Region labeling entries:

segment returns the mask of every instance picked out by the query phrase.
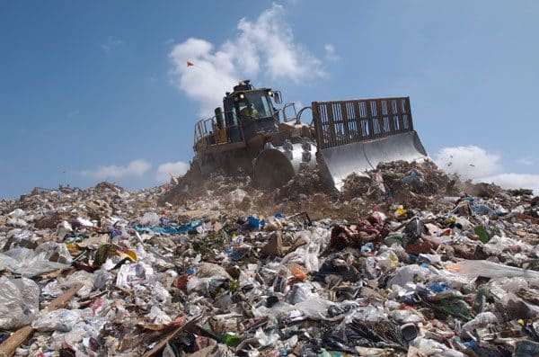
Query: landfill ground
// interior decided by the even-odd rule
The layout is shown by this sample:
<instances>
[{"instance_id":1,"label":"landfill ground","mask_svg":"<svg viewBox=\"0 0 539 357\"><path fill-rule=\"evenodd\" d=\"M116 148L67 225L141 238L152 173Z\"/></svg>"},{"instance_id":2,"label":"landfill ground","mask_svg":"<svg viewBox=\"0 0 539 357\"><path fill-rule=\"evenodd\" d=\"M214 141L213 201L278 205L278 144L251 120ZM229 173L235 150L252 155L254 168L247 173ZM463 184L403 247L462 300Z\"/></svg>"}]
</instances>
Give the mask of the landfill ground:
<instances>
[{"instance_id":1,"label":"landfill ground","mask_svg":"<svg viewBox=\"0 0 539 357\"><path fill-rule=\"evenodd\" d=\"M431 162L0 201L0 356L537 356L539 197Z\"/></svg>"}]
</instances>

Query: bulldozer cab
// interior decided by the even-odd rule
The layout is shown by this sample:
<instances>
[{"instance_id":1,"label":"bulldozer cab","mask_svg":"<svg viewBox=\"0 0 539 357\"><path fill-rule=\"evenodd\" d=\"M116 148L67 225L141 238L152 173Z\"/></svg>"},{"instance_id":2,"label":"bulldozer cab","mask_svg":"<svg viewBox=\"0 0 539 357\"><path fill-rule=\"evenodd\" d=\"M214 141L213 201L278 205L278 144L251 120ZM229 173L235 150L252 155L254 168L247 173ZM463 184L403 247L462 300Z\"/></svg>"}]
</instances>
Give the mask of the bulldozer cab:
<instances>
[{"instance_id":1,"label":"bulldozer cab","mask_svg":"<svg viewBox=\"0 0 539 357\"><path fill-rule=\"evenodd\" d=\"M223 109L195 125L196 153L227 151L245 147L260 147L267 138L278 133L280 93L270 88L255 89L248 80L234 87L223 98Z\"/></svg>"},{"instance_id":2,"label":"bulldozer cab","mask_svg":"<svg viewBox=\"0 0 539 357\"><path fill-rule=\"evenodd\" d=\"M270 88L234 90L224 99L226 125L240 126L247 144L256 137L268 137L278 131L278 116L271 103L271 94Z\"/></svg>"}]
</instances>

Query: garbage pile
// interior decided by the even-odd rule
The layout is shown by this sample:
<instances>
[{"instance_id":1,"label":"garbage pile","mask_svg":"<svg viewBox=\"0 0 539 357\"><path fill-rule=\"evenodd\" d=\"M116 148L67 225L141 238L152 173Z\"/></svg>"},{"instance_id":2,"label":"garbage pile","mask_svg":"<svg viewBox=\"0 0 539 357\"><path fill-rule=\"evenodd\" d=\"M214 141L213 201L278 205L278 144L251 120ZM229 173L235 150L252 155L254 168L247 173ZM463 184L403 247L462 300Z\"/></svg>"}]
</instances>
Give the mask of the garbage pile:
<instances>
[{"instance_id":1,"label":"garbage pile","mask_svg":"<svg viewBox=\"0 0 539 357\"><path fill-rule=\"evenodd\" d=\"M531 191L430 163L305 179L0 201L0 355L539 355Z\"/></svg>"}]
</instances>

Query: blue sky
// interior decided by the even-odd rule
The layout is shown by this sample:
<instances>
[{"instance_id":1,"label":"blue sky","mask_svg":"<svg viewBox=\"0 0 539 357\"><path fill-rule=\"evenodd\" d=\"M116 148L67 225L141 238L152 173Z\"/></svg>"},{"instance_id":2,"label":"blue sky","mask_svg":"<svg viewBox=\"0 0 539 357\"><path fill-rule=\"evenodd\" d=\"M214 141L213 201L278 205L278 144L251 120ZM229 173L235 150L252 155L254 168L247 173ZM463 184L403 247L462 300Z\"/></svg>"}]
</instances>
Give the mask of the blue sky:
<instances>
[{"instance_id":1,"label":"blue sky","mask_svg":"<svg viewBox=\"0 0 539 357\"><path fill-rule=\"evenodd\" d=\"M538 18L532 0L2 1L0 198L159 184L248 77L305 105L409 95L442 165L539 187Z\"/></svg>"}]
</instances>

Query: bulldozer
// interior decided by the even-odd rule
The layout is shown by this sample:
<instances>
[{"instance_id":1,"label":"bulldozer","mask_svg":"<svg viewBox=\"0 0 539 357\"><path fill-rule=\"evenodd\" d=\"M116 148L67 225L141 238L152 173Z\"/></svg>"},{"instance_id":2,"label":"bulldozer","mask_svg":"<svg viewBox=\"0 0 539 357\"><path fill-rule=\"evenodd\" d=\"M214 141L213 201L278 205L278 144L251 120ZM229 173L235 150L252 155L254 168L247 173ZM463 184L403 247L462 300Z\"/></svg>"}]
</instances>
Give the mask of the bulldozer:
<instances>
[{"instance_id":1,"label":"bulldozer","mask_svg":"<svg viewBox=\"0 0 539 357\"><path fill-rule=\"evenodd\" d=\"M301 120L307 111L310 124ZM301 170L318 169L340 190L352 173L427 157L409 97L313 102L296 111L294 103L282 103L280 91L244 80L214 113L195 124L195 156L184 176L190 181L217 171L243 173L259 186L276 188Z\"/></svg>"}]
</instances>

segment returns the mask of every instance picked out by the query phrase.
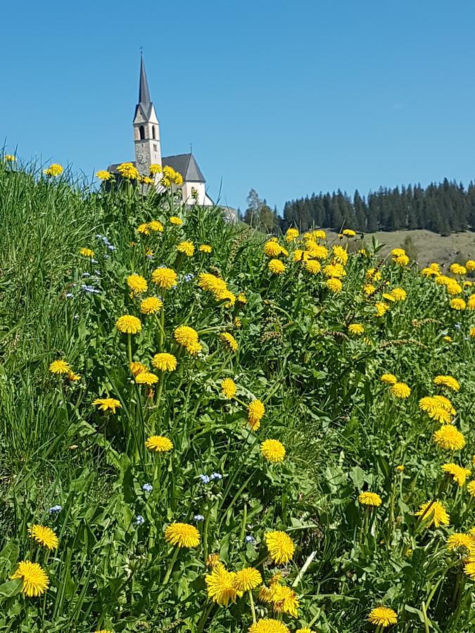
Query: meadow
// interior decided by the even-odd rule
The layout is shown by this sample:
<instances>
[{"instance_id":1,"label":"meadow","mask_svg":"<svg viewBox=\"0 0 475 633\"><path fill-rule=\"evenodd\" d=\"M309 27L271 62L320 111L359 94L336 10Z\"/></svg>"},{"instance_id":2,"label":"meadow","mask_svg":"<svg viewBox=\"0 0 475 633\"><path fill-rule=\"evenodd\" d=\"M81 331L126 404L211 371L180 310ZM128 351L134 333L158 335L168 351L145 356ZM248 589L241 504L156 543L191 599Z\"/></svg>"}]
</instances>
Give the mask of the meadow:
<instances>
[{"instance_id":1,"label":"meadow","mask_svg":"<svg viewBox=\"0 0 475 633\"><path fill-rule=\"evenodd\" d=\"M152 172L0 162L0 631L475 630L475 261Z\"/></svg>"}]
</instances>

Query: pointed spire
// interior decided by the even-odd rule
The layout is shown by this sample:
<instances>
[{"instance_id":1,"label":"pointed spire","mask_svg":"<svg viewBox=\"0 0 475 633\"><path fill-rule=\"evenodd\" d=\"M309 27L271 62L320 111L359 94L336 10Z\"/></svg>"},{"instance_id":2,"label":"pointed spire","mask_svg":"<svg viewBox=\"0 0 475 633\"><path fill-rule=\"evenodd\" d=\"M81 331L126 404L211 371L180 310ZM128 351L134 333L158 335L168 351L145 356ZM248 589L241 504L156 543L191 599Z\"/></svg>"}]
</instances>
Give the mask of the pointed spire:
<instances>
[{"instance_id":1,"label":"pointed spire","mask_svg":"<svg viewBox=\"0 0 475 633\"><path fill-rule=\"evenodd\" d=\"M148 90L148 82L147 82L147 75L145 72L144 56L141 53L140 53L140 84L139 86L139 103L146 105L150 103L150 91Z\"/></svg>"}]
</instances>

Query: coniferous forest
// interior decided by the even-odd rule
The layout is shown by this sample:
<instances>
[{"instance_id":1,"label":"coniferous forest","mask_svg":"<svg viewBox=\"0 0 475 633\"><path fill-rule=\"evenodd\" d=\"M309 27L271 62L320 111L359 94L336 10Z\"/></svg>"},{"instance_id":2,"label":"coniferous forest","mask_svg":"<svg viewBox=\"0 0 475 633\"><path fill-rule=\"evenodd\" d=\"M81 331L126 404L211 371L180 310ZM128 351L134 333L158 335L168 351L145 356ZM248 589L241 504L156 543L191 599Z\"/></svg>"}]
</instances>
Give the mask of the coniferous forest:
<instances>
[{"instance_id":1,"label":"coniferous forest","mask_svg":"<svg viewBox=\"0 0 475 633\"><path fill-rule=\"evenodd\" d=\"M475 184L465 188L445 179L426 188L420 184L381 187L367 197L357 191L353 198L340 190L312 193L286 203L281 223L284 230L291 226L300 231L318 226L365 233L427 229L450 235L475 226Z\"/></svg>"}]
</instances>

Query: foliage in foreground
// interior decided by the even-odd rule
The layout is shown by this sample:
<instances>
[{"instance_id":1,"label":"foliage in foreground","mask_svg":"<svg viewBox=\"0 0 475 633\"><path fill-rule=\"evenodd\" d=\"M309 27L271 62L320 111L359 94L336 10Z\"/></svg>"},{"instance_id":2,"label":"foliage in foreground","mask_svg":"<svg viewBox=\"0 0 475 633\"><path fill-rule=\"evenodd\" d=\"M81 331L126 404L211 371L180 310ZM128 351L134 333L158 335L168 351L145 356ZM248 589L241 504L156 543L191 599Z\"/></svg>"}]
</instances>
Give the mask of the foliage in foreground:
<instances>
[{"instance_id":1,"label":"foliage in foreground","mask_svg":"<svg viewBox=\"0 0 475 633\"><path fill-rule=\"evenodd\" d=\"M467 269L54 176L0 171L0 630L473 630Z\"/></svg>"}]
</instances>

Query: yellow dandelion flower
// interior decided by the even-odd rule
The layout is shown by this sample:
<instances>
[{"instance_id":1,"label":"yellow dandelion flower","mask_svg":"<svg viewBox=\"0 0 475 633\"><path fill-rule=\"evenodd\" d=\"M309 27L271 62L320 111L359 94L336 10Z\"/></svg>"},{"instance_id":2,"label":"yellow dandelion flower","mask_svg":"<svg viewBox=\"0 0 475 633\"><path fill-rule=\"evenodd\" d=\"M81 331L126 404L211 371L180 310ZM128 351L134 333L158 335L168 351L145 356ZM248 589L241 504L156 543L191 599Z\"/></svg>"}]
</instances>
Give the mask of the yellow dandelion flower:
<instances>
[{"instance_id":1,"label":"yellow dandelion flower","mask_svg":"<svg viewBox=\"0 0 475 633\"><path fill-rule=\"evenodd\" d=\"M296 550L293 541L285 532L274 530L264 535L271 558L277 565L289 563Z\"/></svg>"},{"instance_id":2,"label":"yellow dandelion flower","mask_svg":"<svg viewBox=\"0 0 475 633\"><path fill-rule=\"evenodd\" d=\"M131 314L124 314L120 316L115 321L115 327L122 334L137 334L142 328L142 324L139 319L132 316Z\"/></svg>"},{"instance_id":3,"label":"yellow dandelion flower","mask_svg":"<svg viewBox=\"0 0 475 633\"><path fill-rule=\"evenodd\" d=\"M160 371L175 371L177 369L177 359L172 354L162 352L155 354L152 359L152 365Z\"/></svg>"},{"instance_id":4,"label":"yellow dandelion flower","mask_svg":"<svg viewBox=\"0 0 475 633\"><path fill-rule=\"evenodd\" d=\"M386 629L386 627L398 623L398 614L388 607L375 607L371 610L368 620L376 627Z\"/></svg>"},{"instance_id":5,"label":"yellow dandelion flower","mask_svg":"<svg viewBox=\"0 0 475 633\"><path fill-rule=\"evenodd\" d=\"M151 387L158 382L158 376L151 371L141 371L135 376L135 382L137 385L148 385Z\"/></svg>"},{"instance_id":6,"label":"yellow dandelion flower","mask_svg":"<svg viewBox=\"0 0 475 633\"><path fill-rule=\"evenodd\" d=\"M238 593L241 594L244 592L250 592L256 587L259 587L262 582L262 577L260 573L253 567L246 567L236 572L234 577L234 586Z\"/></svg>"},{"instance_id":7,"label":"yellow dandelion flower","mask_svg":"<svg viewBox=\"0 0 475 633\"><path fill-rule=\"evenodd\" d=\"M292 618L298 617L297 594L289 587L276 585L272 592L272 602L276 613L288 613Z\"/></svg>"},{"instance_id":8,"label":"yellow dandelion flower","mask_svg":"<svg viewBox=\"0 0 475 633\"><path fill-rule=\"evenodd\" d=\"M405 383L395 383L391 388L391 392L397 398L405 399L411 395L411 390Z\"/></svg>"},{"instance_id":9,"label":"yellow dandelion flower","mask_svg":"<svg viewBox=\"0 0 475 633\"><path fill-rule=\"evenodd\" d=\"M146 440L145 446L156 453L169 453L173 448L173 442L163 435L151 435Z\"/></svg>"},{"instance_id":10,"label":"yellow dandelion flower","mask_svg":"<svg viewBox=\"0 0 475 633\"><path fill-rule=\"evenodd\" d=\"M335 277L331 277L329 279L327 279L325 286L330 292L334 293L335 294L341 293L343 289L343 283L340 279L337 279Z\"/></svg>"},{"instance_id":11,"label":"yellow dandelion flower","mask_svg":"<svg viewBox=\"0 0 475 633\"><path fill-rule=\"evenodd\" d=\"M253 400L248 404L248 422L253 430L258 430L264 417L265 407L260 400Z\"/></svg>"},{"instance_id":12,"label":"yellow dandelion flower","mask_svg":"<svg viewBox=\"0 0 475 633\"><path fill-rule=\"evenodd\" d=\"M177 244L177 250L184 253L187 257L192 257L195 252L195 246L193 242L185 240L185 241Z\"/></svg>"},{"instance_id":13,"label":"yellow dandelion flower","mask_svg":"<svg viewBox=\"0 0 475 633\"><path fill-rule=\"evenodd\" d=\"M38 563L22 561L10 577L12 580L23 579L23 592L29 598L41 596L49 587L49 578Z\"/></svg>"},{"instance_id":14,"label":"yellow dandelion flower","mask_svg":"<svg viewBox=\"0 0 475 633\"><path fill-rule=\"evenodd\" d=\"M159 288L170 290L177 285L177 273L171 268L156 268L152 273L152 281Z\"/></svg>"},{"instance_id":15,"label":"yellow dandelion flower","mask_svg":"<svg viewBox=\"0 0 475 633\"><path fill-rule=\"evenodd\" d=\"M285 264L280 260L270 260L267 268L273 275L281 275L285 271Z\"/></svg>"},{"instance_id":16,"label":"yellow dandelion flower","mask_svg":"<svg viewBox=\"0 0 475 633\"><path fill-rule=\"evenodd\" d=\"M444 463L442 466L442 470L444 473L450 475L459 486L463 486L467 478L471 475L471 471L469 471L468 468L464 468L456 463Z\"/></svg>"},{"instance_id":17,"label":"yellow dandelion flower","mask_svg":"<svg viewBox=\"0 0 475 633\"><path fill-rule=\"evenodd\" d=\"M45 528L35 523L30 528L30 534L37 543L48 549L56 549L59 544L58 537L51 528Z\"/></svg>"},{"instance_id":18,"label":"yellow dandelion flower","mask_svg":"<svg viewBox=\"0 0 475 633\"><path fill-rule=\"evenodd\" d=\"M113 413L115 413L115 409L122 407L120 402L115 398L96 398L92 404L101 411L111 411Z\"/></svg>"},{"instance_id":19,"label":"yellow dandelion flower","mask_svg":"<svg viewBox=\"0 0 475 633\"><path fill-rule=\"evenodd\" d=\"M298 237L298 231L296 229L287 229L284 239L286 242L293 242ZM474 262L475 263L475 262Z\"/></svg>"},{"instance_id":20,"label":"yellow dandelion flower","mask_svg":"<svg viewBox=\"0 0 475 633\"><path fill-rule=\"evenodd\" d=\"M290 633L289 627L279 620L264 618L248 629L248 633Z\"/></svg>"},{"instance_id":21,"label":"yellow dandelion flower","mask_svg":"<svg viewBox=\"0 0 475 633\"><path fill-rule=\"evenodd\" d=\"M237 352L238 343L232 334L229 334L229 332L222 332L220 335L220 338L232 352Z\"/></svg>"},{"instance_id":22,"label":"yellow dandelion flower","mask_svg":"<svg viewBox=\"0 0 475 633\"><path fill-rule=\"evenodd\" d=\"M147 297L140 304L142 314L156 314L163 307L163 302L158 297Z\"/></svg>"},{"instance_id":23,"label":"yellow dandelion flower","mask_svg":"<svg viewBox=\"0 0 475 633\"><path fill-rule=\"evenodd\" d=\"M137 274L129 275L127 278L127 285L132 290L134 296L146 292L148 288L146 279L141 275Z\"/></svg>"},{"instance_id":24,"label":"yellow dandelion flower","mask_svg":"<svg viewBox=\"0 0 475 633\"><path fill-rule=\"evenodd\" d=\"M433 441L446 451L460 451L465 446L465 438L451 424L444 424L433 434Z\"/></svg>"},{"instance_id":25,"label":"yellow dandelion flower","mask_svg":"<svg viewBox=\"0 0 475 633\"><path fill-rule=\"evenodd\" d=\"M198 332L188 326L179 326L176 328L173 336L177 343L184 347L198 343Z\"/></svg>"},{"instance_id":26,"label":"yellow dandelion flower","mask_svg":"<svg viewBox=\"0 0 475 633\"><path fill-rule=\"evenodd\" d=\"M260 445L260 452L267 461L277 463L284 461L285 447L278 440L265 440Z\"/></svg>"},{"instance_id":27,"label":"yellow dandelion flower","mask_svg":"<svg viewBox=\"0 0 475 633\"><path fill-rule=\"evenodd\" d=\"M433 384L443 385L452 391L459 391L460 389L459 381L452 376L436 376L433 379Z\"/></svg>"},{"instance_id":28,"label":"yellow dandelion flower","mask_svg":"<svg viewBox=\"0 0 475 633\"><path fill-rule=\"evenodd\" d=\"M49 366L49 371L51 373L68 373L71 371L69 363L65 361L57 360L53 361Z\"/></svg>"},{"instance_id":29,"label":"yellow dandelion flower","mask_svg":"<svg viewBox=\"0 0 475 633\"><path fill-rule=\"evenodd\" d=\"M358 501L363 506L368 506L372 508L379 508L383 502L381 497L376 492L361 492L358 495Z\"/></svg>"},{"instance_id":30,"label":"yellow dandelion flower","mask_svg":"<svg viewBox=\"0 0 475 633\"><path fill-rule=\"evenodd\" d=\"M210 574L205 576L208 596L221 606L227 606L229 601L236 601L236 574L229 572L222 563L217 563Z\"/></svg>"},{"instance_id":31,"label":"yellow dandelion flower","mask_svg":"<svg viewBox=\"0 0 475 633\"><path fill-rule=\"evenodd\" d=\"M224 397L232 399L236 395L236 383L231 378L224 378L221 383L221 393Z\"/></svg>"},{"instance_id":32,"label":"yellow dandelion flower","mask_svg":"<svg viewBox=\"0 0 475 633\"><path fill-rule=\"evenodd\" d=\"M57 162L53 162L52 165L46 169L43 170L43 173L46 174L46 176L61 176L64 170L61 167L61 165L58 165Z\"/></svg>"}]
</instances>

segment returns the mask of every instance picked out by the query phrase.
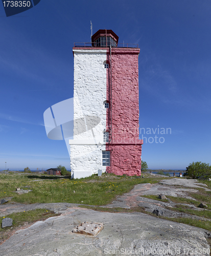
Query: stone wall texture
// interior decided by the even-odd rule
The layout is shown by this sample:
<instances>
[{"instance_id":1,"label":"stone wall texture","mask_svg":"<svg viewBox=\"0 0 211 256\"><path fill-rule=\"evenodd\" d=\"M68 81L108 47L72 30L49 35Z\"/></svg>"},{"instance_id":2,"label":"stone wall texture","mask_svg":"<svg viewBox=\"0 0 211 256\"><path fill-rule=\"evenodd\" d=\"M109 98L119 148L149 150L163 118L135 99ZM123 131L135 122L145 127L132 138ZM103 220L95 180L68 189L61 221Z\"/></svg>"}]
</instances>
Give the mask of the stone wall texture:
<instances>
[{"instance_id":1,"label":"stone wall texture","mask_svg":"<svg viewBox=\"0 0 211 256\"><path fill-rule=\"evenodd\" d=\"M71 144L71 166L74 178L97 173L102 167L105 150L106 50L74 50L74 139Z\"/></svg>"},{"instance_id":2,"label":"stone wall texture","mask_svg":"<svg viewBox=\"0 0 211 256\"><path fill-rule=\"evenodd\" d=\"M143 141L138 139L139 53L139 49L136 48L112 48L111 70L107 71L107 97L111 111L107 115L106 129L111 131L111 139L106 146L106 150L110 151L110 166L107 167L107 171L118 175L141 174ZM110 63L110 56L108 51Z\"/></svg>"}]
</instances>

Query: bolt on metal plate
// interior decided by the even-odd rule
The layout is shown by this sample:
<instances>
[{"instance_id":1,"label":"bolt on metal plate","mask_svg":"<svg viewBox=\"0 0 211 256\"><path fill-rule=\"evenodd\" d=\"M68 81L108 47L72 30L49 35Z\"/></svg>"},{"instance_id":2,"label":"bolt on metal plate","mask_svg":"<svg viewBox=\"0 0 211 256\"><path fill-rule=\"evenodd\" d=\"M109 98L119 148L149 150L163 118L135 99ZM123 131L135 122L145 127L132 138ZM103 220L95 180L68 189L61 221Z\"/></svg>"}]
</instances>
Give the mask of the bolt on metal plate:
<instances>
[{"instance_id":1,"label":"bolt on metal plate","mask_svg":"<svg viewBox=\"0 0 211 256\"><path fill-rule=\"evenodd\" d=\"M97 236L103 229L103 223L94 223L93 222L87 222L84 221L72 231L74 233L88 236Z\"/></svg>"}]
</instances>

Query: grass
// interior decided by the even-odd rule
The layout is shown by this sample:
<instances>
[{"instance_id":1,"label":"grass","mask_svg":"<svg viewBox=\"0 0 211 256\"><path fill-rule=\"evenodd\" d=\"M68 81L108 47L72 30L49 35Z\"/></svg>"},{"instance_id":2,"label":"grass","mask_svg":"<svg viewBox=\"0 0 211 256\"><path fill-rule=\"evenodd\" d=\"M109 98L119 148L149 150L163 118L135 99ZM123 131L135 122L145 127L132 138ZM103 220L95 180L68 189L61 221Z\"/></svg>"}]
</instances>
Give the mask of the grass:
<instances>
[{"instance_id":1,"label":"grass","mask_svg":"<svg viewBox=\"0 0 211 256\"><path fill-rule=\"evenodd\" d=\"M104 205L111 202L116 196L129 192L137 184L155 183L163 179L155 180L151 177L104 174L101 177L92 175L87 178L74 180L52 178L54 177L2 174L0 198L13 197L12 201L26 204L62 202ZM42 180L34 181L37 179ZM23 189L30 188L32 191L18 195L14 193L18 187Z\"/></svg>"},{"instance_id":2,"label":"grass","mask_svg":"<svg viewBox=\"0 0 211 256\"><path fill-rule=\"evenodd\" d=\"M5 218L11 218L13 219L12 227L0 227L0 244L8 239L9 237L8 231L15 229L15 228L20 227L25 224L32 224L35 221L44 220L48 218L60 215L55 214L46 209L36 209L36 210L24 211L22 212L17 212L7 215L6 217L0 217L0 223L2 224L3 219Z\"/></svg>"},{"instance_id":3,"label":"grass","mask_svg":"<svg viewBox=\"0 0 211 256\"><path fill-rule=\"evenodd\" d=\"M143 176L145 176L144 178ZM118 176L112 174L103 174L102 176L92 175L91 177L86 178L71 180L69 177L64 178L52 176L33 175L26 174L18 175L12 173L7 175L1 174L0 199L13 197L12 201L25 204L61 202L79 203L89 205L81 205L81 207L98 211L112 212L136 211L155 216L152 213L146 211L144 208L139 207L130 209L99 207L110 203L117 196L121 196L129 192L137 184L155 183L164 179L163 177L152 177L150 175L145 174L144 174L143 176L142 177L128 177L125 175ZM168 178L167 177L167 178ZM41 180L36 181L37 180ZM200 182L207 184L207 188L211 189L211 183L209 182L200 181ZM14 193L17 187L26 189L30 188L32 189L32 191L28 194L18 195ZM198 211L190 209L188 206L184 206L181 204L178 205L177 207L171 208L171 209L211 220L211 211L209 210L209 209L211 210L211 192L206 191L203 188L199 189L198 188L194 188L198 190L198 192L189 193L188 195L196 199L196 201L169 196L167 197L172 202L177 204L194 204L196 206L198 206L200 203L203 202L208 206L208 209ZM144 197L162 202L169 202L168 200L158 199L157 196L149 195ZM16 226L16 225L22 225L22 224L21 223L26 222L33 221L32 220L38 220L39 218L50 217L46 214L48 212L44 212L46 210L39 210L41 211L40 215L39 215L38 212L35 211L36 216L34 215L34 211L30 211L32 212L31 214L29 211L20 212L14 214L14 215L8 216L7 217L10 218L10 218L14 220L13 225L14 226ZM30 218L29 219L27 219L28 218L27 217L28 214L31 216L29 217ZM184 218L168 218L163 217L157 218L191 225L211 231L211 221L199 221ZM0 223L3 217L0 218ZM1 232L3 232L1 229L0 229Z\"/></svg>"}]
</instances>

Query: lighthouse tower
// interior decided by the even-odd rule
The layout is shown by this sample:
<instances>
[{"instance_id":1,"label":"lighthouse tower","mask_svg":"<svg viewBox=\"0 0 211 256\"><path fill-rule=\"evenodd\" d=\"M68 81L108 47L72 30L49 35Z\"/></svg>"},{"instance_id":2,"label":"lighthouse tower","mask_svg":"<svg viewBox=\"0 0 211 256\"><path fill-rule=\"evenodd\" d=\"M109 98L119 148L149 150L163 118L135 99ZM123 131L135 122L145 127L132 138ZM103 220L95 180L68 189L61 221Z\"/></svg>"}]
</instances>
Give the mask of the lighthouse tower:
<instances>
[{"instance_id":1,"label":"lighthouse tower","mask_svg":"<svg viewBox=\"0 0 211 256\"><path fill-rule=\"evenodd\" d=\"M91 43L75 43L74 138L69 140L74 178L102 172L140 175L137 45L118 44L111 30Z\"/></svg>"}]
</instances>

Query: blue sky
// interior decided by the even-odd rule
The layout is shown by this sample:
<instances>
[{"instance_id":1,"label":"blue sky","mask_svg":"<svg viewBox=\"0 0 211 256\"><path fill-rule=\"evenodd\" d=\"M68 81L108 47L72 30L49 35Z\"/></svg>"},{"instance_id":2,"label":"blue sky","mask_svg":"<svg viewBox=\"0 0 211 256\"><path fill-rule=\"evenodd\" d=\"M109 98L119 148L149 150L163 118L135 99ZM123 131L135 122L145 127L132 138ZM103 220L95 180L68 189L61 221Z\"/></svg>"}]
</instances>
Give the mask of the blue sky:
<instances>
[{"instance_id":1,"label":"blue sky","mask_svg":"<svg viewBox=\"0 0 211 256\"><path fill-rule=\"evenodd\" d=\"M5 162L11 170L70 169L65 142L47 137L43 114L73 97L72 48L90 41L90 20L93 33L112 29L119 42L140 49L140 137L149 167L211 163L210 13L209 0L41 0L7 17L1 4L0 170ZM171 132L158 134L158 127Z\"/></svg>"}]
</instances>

• _INSTRUCTIONS TO FOLLOW_
Pick out each line of the data above that contains the string "pointed" and copy those lines.

• _REPLY TO THE TASK_
Query: pointed spire
[{"instance_id":1,"label":"pointed spire","mask_svg":"<svg viewBox=\"0 0 475 633\"><path fill-rule=\"evenodd\" d=\"M309 27L271 62L320 111L359 94L336 10Z\"/></svg>"},{"instance_id":2,"label":"pointed spire","mask_svg":"<svg viewBox=\"0 0 475 633\"><path fill-rule=\"evenodd\" d=\"M81 331L126 404L211 371L180 310ZM128 351L134 333L158 335L168 351L145 356ZM248 589L241 504L156 543L191 599Z\"/></svg>"}]
Give the mask of the pointed spire:
[{"instance_id":1,"label":"pointed spire","mask_svg":"<svg viewBox=\"0 0 475 633\"><path fill-rule=\"evenodd\" d=\"M148 90L148 82L147 82L147 75L145 72L144 56L141 53L140 53L140 84L139 86L139 103L146 105L150 103L150 91Z\"/></svg>"}]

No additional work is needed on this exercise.